* Work to complete
In the material below, swap every "matching instance" for "matching occurrence" and give the lines back with nothing else altered.

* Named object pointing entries
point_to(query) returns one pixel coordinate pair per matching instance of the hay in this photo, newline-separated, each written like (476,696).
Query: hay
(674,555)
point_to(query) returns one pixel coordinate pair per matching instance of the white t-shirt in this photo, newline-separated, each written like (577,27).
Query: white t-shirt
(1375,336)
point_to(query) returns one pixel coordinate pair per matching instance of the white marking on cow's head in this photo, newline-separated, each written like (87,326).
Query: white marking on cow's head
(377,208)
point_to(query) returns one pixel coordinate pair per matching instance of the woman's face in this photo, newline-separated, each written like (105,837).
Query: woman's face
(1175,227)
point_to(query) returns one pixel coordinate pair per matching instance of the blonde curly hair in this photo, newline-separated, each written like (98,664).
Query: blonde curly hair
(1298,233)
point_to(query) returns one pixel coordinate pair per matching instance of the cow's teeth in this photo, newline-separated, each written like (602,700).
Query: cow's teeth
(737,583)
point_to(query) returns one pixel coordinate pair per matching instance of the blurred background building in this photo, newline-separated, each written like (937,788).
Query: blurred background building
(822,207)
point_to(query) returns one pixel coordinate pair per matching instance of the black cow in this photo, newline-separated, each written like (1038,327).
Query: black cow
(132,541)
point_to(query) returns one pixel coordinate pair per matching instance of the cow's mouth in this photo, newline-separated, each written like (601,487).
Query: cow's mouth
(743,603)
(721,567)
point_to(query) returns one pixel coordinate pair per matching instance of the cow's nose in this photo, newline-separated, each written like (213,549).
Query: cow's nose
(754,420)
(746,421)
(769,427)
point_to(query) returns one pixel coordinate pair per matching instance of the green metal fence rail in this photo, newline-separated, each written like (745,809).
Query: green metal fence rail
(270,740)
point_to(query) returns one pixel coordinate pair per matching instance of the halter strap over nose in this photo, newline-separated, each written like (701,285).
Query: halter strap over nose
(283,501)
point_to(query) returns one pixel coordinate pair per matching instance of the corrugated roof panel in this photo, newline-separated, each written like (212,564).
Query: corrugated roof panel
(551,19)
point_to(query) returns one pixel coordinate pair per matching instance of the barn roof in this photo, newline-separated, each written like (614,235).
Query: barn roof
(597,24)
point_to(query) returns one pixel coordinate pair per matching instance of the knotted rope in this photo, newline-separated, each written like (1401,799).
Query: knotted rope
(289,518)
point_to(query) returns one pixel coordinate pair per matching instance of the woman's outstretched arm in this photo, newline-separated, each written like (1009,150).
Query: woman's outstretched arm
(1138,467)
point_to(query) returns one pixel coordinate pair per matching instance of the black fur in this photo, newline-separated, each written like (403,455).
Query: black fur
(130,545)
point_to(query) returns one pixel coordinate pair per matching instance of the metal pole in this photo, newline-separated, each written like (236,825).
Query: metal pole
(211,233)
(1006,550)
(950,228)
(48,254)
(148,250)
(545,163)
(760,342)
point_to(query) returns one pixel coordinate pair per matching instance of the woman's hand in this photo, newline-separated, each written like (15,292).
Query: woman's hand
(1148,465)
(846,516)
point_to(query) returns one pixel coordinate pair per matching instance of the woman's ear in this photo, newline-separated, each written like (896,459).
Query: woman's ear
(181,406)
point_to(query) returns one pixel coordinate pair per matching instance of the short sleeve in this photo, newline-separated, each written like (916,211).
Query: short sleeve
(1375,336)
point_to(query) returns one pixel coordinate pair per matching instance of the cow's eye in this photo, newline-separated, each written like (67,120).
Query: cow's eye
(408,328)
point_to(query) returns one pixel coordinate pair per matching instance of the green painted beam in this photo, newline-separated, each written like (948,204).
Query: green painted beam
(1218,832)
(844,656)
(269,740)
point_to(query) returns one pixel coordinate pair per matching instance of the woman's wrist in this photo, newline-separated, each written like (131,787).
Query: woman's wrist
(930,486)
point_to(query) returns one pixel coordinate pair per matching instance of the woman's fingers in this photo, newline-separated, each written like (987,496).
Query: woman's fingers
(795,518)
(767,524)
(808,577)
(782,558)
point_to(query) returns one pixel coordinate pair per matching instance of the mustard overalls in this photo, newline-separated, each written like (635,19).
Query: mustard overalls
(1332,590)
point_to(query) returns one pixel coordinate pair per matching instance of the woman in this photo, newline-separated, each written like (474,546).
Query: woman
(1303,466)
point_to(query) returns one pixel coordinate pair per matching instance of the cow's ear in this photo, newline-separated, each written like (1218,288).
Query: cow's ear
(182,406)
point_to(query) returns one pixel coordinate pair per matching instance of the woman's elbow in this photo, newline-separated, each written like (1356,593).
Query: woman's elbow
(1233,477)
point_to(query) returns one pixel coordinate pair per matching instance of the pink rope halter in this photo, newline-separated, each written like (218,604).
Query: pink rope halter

* Worked answer
point_to(query) returns one pixel coordinate pair per matching occurrence of the hay in this photo, newline-separated, each written like (476,696).
Query: hay
(674,555)
point_to(query) returns one pixel coordinate pair per matching occurrence of the white t-shirt in this photo, newline-separated, each written like (577,27).
Query: white t-shirt
(1375,336)
point_to(query) returns one pixel coordinate pair per matching occurrence of the white marking on cow's head in this photo, newline-separated, each written like (87,326).
Query: white marking on cow's head
(377,208)
point_to(query) returns one pixel coordinate pair per matching occurrence of the woman's face in this photo, newline-separated, each written like (105,837).
Query: woman's face
(1175,227)
point_to(query) returns one pixel coordinate pair per matching occurrence of the blonde curly hair in this photo, newline-separated, each written like (98,664).
Query: blonde curly hair
(1298,233)
point_to(query) returns one pixel coordinate pair per matching occurrence of the cow's teeth in this photo, newline-separated, each written like (602,700).
Query: cow's teeth
(737,583)
point_to(query) returns one pixel coordinate pair per matching occurrence of the blurred background building in this photo, newline-separated, each written like (937,788).
Query: blurred background building
(822,207)
point_to(query) returns one pixel coordinate pair per matching occurrence of the black cow in this photo, newline-separated, each written like (1038,327).
Query: black cow
(132,541)
point_to(query) returns one pixel coordinate pair per matching occurrence of the cow's mouth in this photo, newline-separated, each written like (601,487).
Query: cow's mouth
(743,603)
(721,567)
point_to(query) returns one pixel coordinate pair per matching occurrence of the cow's nose in this photo, newline-separated, each written like (213,549).
Query: cow's nose
(754,420)
(746,421)
(769,427)
point_to(query) returns one pixel coordinate pair per matching occurrence of the green metal fence rail in this photo, newline-separated, each written like (745,809).
Query: green metal fence rail
(270,740)
point_to(query) returns one pixel coordinate pair per matching occurrence of the halter strap over nose in this photo, newline-separated, each written like (701,285).
Query: halter strap over nose
(283,501)
point_to(query) returns one pixel coordinate pair per matching occurrence of the corrugated roof panel in this photo, newline-separated, each written like (212,564).
Query: corrugated roof panel
(551,19)
point_to(query) returns one pixel coordinate pair per matching occurrence of the barn roof in this photo, newline-separated, each written like (614,235).
Query: barn roof
(597,24)
point_to(query) returns one pixel coordinate pair per matching occurrence of the knotted rope in this photo, newline-separated, each written like (1401,799).
Query: knotted rope
(289,518)
point_to(query) returns one pixel coordinate pair per matching occurrence of the woman's outstretched arm in this photo, newline-separated, each written like (1009,150).
Query: woman's outstretched arm
(1138,467)
point_to(query) returns one pixel coordinate pair per matching occurrence of the black fur in this photo, newline-separated, each written like (403,455).
Query: black fur
(130,545)
point_to(query) returns one pixel coordinate pair per matching occurrence of the metal pole in this photo, newline-separated, each written like (236,825).
Query: metal pole
(211,233)
(1006,550)
(950,228)
(48,254)
(148,250)
(545,163)
(760,342)
point_to(query) returns one pixel coordinate pair per matching occurrence of the woman's hand in this photo, newline-separated, each written like (15,292).
Query: woman's hand
(1148,465)
(846,516)
point_to(query) returns one pixel coordinate pair per matching occurrence of the woman's ear in this photo, newline-separated, each written like (896,459).
Query: woman's ear
(181,406)
point_to(query) returns one pixel coordinate pair per matching occurrence of the short sleeve in this photo, newline-separated, each written like (916,211).
Query: short sleeve
(1375,336)
point_to(query) returns one pixel coordinate pair per matching occurrence of the cow's eye in this photo, newline-separated, each written like (67,120).
Query: cow's eye
(408,328)
point_to(query) returns one pixel coordinate pair per matching occurrence of the green painted beam in this photo, newline-separated, each written like (948,204).
Query: green painted beam
(1218,832)
(844,656)
(269,740)
point_to(query) returns one pixel coordinate pair per matching occurrence of the woman's wrist in this photo, newline-separated, each written like (131,787).
Query: woman's wrist
(930,486)
point_to(query) returns one pixel coordinate pair per matching occurrence of the woman's fingers in this photo, newline-separated, each written like (987,496).
Query: woman's fingers
(795,518)
(767,524)
(808,577)
(782,558)
point_to(query) returns one pixel coordinate pair per matching occurrence of the mustard overalls in this photo, newline-separated, each written like (635,19).
Query: mustard overalls
(1332,590)
point_to(query) returns one pixel coordinate pair per matching occurrence of the woman in this photo, newline-separated, each written like (474,546).
Query: woman
(1303,466)
point_to(query) returns one pixel coordinate pair per matching occurrence of the cow's ear in this photo, newline-separated, each written like (1218,288).
Query: cow's ear
(182,406)
point_to(query) returns one pixel coordinate pair per matching occurrence of the woman's elbow in this photo, newline-separated, each written like (1356,593).
Query: woman's elbow
(1233,477)
point_to(query) returns one pixel coordinate pair per matching occurrence of the pink rope halter in this photo, newline-separated, each written like (218,604).
Query: pink rope halter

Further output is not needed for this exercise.